## Prompt
Express the material below as a JSON list of strings, from the line containing "segment: white wall" up to and including the line containing "[[[309,54],[310,119],[346,113],[347,59],[346,54]]]", with one string per line and no blank lines. Leave the picture out of the answer.

## The input

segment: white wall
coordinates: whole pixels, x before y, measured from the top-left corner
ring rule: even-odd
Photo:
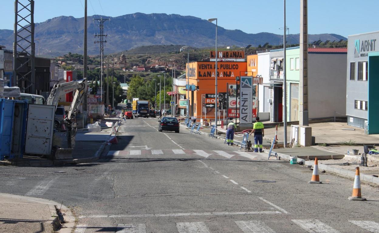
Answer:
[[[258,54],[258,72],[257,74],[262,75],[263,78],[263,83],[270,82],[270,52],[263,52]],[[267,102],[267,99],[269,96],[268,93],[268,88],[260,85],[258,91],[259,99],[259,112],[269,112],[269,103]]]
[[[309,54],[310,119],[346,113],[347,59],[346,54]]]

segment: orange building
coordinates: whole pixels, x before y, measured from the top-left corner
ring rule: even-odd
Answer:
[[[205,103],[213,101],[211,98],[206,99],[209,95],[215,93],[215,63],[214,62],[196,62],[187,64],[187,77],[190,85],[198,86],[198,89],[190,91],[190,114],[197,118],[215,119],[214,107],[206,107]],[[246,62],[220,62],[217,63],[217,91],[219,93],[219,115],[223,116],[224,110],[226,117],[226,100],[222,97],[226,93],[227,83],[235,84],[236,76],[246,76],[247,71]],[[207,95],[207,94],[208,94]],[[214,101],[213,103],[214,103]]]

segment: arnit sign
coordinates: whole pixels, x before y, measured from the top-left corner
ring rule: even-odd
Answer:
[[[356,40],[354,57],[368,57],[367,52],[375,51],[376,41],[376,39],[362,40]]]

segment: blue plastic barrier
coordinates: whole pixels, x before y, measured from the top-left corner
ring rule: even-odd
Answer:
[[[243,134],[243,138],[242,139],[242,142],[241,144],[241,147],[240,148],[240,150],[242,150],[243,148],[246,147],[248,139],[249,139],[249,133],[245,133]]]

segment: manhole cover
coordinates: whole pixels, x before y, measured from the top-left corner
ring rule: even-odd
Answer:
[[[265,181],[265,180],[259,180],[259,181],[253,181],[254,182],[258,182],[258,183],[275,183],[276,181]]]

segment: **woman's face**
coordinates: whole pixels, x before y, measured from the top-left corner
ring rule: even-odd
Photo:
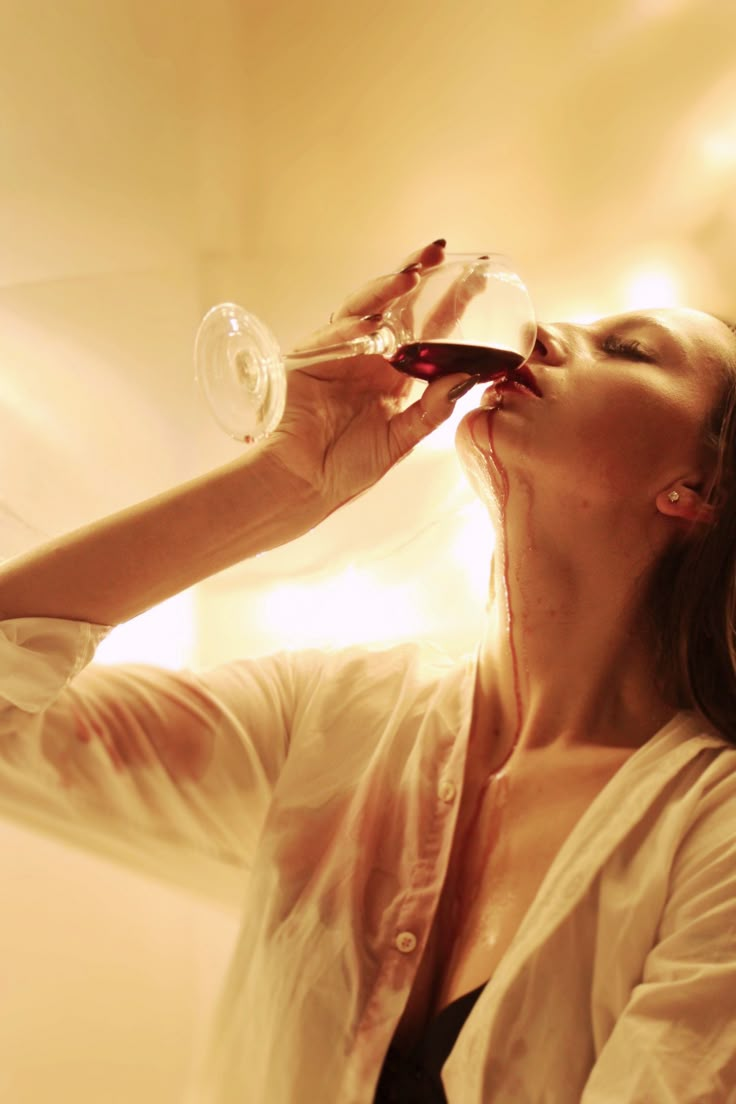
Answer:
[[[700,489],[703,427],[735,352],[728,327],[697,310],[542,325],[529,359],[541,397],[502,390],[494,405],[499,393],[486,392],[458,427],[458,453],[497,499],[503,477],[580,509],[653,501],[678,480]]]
==
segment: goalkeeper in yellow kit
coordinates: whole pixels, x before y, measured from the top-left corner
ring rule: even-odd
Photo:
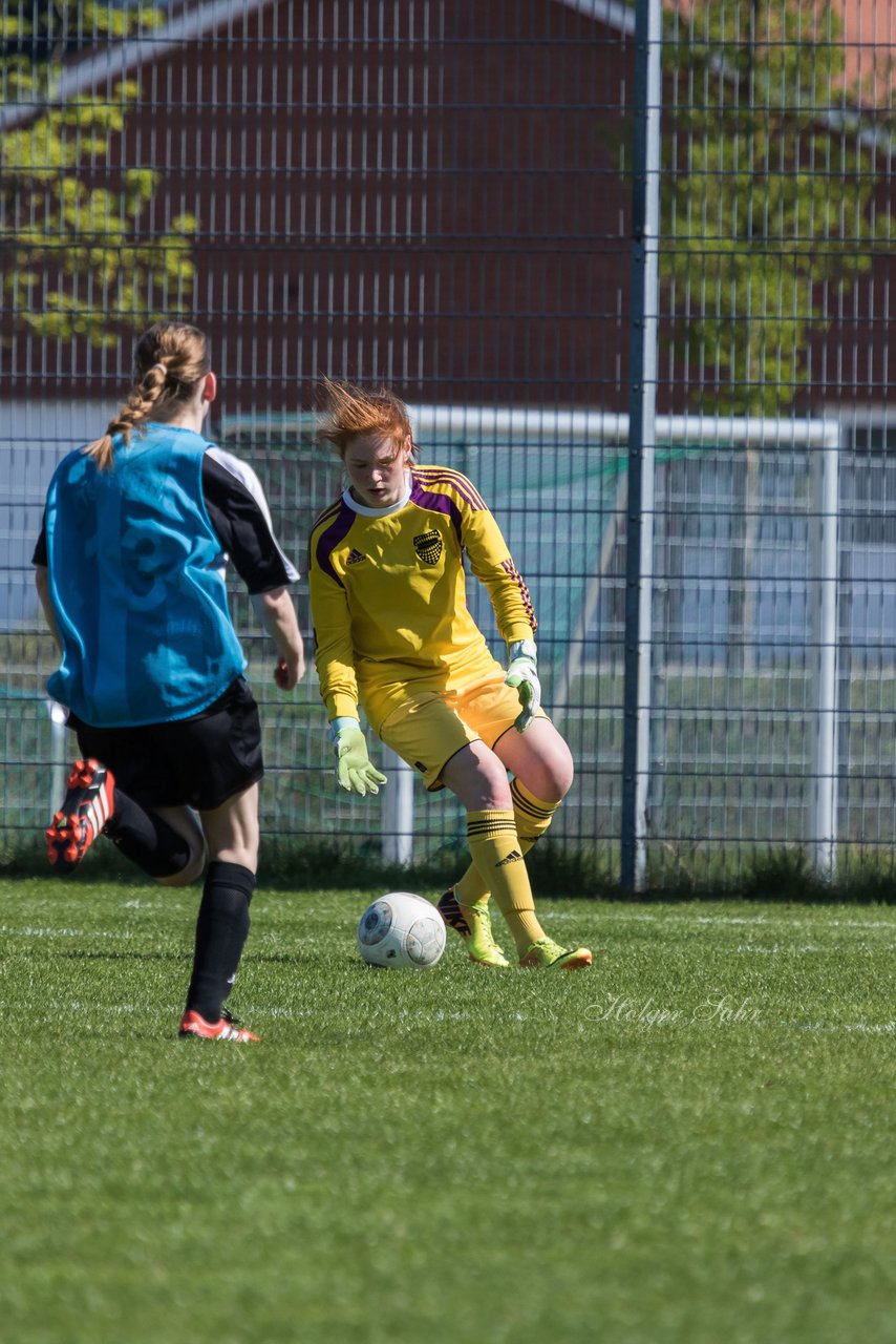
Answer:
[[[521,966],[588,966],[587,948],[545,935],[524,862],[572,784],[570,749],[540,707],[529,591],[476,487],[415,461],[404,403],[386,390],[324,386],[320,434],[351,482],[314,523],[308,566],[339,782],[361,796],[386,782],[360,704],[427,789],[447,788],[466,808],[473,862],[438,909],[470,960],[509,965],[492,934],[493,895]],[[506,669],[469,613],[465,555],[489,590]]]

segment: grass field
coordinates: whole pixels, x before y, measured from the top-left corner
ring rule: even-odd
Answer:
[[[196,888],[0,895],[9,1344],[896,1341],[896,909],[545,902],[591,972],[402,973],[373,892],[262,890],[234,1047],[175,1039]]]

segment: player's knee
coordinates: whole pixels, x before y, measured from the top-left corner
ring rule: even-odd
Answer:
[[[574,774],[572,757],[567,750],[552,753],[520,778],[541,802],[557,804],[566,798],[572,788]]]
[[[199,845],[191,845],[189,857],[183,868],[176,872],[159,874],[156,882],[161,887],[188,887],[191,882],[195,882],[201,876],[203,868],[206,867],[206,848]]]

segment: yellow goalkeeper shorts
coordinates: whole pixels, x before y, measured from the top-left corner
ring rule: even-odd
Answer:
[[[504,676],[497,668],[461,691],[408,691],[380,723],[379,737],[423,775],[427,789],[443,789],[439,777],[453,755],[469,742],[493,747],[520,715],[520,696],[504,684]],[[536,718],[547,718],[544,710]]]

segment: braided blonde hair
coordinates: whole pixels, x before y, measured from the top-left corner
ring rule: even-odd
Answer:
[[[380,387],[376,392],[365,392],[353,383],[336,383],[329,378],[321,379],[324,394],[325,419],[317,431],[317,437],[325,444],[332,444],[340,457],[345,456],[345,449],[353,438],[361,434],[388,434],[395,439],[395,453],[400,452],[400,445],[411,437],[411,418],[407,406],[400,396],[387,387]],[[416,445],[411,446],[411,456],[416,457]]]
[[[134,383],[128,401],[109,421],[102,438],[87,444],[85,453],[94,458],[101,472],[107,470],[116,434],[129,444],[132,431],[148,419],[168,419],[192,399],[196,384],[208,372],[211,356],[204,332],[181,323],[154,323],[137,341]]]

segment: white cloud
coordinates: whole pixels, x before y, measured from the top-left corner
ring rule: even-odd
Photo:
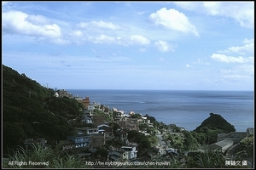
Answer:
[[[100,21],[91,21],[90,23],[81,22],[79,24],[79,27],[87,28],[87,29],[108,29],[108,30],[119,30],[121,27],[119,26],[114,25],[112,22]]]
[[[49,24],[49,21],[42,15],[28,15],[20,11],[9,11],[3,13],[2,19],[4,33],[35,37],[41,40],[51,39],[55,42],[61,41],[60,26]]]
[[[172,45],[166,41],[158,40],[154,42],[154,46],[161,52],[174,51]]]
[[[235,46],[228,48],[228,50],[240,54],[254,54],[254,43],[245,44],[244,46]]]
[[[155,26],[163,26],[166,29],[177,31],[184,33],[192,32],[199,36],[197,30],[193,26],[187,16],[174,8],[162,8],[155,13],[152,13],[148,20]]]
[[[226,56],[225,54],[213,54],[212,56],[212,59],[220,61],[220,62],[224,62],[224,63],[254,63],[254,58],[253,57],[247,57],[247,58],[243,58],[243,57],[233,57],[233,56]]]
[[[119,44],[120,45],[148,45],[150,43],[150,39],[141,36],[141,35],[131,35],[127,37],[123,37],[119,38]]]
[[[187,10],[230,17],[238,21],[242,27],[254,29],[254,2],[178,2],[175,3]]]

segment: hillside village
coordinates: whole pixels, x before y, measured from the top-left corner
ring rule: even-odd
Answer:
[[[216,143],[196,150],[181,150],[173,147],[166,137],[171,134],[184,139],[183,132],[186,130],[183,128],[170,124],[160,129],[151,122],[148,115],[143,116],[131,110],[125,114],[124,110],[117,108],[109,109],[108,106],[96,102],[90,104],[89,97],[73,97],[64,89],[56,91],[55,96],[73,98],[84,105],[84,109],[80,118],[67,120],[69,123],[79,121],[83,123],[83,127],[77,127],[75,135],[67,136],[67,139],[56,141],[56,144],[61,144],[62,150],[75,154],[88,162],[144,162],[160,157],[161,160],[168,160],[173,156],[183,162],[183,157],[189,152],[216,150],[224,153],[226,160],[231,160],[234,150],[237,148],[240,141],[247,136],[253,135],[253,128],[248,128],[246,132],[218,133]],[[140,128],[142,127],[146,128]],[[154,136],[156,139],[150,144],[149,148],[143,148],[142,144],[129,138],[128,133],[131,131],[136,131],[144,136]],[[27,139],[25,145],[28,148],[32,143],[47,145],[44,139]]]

## Full solution
[
  "segment: white wall",
  "coordinates: whole pixels, x before y, measured from the top-left corner",
  "ring rule: even-odd",
  "Photo:",
  "Answer:",
  "[[[258,54],[258,72],[257,74],[262,75],[263,78],[263,83],[270,82],[270,52],[263,52]],[[267,102],[267,99],[269,96],[268,93],[268,88],[260,85],[258,91],[259,99],[259,112],[269,112],[269,103]]]",
  "[[[309,54],[310,119],[346,113],[347,59],[346,54]]]"
]